------ PROVIDED DATA ------

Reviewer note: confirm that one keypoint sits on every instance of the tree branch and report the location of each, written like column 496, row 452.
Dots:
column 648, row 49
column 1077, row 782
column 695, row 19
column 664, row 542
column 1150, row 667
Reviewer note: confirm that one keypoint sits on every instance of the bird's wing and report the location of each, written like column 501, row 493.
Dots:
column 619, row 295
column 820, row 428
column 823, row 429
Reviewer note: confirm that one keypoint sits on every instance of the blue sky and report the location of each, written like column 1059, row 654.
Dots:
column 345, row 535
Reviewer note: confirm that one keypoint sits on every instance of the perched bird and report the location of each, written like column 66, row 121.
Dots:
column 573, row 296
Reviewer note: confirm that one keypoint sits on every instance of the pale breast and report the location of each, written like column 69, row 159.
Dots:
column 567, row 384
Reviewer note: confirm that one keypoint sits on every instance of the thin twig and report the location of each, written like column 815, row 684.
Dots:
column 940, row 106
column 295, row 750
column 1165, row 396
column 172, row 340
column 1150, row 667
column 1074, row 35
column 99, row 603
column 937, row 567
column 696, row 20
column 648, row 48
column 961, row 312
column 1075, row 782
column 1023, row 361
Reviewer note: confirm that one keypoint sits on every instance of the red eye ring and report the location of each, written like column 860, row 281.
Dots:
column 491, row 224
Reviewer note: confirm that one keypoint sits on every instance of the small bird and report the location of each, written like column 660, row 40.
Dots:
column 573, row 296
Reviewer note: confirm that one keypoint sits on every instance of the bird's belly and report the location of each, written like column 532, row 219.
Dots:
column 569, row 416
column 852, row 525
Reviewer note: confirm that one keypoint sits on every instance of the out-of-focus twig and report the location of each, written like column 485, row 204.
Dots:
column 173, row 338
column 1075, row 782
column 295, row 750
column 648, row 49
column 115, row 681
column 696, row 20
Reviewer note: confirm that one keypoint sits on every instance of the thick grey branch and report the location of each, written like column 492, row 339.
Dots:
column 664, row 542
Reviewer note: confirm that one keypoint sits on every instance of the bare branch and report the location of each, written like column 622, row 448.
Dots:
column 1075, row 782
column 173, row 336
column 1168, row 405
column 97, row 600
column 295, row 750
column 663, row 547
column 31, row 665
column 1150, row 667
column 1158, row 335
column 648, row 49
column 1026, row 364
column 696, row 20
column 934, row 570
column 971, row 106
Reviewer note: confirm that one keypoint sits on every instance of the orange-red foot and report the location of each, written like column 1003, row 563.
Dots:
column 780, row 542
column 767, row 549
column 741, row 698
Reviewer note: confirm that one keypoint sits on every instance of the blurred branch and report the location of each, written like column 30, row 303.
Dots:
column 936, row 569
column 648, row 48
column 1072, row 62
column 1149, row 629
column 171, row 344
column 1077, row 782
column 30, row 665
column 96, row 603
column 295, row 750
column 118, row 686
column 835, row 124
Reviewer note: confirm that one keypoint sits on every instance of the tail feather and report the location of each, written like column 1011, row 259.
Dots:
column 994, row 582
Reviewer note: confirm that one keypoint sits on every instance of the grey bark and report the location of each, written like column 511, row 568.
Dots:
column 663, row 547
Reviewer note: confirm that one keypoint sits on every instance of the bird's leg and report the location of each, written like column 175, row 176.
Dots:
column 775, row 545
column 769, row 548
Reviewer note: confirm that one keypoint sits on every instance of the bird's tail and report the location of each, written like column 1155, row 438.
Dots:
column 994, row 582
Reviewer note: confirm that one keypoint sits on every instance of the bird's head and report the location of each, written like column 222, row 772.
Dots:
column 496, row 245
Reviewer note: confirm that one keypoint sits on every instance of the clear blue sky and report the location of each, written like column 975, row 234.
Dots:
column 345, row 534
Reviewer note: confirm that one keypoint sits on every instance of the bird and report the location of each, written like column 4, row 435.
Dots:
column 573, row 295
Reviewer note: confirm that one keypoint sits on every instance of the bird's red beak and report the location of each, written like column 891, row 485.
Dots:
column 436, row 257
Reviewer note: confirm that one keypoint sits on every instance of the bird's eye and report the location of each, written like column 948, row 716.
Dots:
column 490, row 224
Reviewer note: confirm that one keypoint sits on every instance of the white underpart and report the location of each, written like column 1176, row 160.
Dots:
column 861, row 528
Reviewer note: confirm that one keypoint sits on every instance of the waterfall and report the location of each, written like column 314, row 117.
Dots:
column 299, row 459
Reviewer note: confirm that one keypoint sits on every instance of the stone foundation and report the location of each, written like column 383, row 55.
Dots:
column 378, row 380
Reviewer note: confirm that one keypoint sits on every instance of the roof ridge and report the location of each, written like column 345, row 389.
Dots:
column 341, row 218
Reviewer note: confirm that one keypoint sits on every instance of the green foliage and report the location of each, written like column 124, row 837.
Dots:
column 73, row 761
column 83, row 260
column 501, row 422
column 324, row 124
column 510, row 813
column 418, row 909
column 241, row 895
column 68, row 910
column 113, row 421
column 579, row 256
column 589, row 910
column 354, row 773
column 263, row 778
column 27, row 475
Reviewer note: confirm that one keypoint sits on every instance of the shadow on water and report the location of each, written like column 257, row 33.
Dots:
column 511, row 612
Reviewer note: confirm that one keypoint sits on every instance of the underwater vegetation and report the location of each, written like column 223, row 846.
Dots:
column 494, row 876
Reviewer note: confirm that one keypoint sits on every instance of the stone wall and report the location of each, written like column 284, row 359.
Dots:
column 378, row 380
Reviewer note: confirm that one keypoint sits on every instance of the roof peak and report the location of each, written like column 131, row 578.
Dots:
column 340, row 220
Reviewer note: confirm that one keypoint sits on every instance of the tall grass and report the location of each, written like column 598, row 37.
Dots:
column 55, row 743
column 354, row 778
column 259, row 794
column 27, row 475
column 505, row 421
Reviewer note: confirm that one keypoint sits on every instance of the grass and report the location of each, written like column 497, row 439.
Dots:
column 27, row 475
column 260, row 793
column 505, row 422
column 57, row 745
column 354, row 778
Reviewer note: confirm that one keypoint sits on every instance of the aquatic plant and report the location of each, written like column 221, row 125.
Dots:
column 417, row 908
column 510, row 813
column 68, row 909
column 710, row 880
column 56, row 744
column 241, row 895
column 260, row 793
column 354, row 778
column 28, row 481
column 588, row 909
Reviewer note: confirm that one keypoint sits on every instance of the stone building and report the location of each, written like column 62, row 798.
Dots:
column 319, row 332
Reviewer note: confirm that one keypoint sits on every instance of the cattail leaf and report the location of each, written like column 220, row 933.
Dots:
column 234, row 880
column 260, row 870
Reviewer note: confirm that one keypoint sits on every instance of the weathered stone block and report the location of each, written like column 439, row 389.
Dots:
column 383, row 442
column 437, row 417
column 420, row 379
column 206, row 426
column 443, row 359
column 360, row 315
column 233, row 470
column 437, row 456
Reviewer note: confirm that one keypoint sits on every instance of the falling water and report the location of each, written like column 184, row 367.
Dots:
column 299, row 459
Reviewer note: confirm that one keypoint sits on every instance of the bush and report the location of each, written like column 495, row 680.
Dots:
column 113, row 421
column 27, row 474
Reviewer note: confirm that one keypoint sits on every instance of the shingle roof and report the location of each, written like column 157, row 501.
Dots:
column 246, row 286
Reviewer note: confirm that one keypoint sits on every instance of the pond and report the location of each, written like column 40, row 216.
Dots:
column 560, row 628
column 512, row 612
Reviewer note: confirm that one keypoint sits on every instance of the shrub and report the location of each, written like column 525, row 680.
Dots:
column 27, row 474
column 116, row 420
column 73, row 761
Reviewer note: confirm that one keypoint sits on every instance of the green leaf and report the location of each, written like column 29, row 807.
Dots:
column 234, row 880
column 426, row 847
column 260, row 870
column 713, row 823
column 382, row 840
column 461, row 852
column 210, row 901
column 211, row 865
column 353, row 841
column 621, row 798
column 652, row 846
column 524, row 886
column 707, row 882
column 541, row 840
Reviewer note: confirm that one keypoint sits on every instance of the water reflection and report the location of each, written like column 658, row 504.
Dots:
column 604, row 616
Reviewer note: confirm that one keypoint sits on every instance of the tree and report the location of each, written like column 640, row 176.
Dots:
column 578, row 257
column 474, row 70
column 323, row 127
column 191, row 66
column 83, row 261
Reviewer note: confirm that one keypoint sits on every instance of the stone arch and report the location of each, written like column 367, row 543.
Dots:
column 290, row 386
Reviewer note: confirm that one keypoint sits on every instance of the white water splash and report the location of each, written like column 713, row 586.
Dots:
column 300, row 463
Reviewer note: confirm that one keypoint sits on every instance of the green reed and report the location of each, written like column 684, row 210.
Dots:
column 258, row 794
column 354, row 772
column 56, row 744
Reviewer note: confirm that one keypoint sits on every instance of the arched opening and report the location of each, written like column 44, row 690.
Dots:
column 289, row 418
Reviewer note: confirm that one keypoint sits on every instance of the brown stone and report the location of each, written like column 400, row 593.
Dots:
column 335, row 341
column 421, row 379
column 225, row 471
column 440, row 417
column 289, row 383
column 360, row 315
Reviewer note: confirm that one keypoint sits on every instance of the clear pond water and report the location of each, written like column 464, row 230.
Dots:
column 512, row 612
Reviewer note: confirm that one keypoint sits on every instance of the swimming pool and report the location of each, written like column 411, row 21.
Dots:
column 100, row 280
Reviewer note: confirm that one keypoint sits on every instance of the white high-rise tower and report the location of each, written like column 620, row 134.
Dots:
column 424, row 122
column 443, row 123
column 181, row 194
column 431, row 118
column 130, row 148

------

YOUR OBJECTIVE =>
Repeat, exactly and only, the lines above from the one containing "411, row 21." through the end of the material.

EXERCISE SOLUTION =>
Reviewer note: confirm that one keypoint sits on every instance of the swimming pool and report the location of each, written like column 411, row 21.
Dots:
column 100, row 280
Reviewer note: confirm that one keypoint sits on every instance of the white high-rise tower and report the location of each, written like column 620, row 134.
Dots:
column 424, row 122
column 443, row 123
column 181, row 194
column 431, row 118
column 130, row 148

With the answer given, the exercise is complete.